WORK TO COMPLETE:
Repeat the data exactly, leaving out any image.

DATA LISTING: Begin

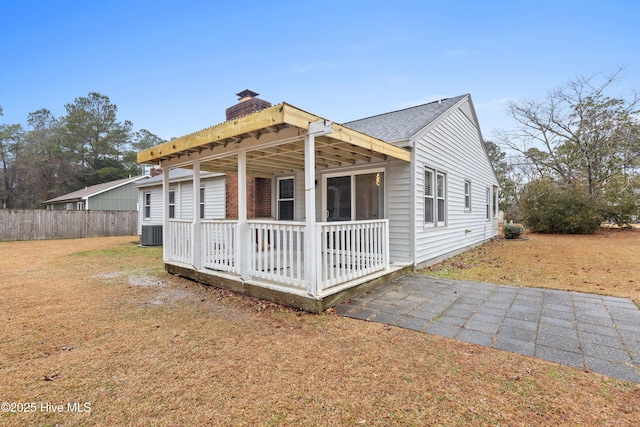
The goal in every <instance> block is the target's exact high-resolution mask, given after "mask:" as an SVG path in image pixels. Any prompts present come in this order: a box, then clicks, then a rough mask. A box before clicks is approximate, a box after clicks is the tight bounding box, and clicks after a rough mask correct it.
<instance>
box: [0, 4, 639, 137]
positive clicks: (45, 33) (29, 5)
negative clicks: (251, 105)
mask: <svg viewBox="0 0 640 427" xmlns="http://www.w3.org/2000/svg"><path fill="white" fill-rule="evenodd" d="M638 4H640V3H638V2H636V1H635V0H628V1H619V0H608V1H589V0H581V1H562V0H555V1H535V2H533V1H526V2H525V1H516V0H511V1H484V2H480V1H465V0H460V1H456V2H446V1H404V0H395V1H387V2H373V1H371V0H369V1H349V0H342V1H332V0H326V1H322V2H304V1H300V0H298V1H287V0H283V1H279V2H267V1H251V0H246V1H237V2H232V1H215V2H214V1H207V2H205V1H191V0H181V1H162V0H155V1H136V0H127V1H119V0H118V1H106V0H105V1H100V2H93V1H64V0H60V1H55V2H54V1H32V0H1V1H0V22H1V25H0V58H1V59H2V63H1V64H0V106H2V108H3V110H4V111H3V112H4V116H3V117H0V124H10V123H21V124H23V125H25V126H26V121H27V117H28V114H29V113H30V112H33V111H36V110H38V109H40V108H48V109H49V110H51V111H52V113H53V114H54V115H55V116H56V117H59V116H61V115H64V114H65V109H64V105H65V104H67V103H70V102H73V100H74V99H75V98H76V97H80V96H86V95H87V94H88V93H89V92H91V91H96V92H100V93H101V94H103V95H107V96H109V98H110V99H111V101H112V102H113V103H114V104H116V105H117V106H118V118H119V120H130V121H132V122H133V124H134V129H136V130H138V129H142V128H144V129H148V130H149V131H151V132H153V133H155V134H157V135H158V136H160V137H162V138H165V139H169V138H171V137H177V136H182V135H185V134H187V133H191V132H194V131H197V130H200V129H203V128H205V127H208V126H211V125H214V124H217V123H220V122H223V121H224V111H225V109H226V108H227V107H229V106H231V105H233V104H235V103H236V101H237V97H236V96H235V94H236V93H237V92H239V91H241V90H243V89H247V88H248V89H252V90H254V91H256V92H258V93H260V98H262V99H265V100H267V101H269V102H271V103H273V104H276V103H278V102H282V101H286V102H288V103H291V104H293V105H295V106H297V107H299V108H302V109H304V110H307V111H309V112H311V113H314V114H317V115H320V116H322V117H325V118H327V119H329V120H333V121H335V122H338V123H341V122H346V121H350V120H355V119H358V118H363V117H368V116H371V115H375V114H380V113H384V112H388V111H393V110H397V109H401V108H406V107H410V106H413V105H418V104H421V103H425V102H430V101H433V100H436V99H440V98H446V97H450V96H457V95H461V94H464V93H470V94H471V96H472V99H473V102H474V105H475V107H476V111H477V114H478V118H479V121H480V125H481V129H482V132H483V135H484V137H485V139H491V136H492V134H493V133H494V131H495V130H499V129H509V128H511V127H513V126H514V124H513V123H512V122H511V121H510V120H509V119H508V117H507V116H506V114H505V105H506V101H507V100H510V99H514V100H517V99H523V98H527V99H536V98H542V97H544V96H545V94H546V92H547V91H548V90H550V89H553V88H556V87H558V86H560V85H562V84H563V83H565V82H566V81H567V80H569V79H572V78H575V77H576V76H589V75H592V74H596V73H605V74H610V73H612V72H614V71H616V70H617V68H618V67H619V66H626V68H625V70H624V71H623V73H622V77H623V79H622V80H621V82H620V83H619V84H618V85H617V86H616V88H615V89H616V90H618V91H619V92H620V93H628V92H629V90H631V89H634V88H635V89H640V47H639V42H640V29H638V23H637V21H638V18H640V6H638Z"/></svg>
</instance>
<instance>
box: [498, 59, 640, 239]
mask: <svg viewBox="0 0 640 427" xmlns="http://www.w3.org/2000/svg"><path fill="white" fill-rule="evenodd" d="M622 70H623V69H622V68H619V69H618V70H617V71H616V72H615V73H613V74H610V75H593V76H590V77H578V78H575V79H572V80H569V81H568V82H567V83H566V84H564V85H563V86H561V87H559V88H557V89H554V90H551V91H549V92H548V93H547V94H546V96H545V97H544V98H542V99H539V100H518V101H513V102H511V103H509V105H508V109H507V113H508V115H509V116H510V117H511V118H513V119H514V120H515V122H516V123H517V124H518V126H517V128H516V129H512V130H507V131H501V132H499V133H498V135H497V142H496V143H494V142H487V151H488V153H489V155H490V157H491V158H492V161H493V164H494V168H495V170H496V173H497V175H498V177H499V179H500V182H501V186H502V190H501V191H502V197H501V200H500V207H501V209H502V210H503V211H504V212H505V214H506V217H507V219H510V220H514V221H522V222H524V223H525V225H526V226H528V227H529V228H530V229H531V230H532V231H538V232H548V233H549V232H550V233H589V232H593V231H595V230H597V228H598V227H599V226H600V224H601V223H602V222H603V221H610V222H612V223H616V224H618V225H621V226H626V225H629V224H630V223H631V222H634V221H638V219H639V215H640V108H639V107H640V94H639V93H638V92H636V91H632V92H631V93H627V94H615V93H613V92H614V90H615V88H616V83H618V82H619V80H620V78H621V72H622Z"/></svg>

DATA LISTING: End

ANSWER FOR THIS EXERCISE:
The goal in every <instance> block is the target's exact high-resolution mask, given after "mask:" as an SVG path in image pixels. Any prompts present come in this order: a box, then clicks, then a rough mask. A box before clicks is approximate, a box after clicks is the tight bounding box, and clicks after a rough mask correct it.
<instance>
box: [0, 4, 639, 137]
positive clicks: (45, 33) (29, 5)
negative clicks: (251, 105)
mask: <svg viewBox="0 0 640 427" xmlns="http://www.w3.org/2000/svg"><path fill="white" fill-rule="evenodd" d="M638 4H640V3H638V2H636V1H635V0H628V1H619V0H608V1H589V0H581V1H562V0H555V1H535V2H533V1H526V2H525V1H516V0H511V1H484V2H480V1H465V0H460V1H456V2H446V1H404V0H395V1H387V2H373V1H371V0H369V1H349V0H342V1H332V0H326V1H322V2H304V1H300V0H298V1H287V0H283V1H279V2H267V1H251V0H246V1H237V2H232V1H215V2H214V1H207V2H205V1H191V0H181V1H162V0H155V1H136V0H127V1H119V0H118V1H106V0H105V1H100V2H93V1H64V0H60V1H55V2H54V1H32V0H1V1H0V22H1V25H0V58H1V59H2V63H1V64H0V106H2V108H3V110H4V111H3V112H4V116H3V117H0V124H10V123H21V124H23V125H25V126H26V121H27V117H28V114H29V113H30V112H33V111H36V110H38V109H40V108H48V109H49V110H51V111H52V113H53V114H54V115H55V116H56V117H59V116H61V115H64V114H65V109H64V105H65V104H67V103H70V102H73V100H74V99H75V98H76V97H80V96H86V95H87V94H88V93H89V92H91V91H96V92H100V93H101V94H103V95H107V96H109V98H110V99H111V101H112V102H113V103H114V104H116V105H117V106H118V118H119V120H130V121H132V122H133V124H134V129H136V130H138V129H142V128H144V129H148V130H149V131H151V132H153V133H155V134H157V135H158V136H160V137H162V138H165V139H169V138H171V137H177V136H182V135H185V134H187V133H191V132H194V131H197V130H200V129H203V128H205V127H208V126H211V125H214V124H217V123H220V122H223V121H224V111H225V109H226V108H227V107H229V106H231V105H233V104H235V103H236V101H237V97H236V96H235V94H236V93H237V92H239V91H241V90H243V89H247V88H248V89H252V90H254V91H256V92H258V93H260V98H262V99H265V100H267V101H269V102H271V103H273V104H276V103H278V102H282V101H286V102H288V103H291V104H293V105H295V106H297V107H299V108H302V109H304V110H307V111H309V112H311V113H314V114H317V115H320V116H322V117H325V118H327V119H329V120H333V121H335V122H338V123H341V122H346V121H350V120H355V119H358V118H363V117H368V116H371V115H375V114H380V113H384V112H388V111H393V110H397V109H401V108H406V107H410V106H413V105H418V104H421V103H425V102H430V101H433V100H436V99H440V98H446V97H450V96H457V95H461V94H464V93H470V94H471V96H472V99H473V102H474V105H475V107H476V111H477V114H478V118H479V121H480V125H481V129H482V132H483V135H484V137H485V139H491V136H492V134H493V133H494V131H495V130H499V129H509V128H511V127H513V126H514V124H513V123H512V122H511V121H510V120H509V119H508V117H507V116H506V114H505V105H506V101H507V100H510V99H514V100H517V99H523V98H527V99H536V98H542V97H544V96H545V94H546V92H547V91H548V90H550V89H553V88H556V87H558V86H560V85H562V84H563V83H565V82H566V81H567V80H569V79H572V78H575V77H576V76H589V75H592V74H596V73H605V74H610V73H612V72H614V71H616V70H617V68H618V67H619V66H626V68H625V70H624V71H623V73H622V77H623V79H622V80H621V82H620V83H619V84H618V85H617V86H616V88H615V89H616V90H618V91H619V92H620V93H628V92H629V90H631V89H634V88H635V89H640V47H639V42H640V29H638V23H637V21H638V18H640V6H638Z"/></svg>
</instance>
<instance>
box: [498, 59, 640, 239]
mask: <svg viewBox="0 0 640 427" xmlns="http://www.w3.org/2000/svg"><path fill="white" fill-rule="evenodd" d="M622 70H623V69H622V68H619V69H618V70H617V71H616V72H615V73H613V74H610V75H593V76H590V77H578V78H575V79H572V80H569V81H568V82H567V83H566V84H564V85H563V86H561V87H559V88H557V89H554V90H551V91H549V92H548V93H547V94H546V96H545V97H544V98H542V99H539V100H518V101H513V102H511V103H509V105H508V109H507V113H508V115H509V116H510V117H511V118H513V119H514V120H515V122H516V123H517V124H518V126H517V128H516V129H512V130H507V131H501V132H499V133H498V135H497V142H496V143H494V142H487V151H488V153H489V155H490V157H491V158H492V161H493V164H494V168H495V170H496V173H497V175H498V177H499V179H500V182H501V186H502V190H501V191H502V197H501V200H500V207H501V209H502V210H503V211H504V212H505V214H506V217H507V219H510V220H514V221H522V222H524V223H525V225H526V226H528V227H529V228H530V229H531V230H532V231H538V232H548V233H549V232H550V233H589V232H593V231H595V230H597V228H598V227H599V226H600V224H601V223H602V222H603V221H610V222H612V223H616V224H618V225H621V226H626V225H629V224H630V223H631V222H634V221H638V219H639V215H640V108H639V107H640V94H639V93H638V92H636V91H632V92H631V93H627V94H615V93H613V92H614V90H615V88H616V83H618V82H619V80H620V78H621V72H622Z"/></svg>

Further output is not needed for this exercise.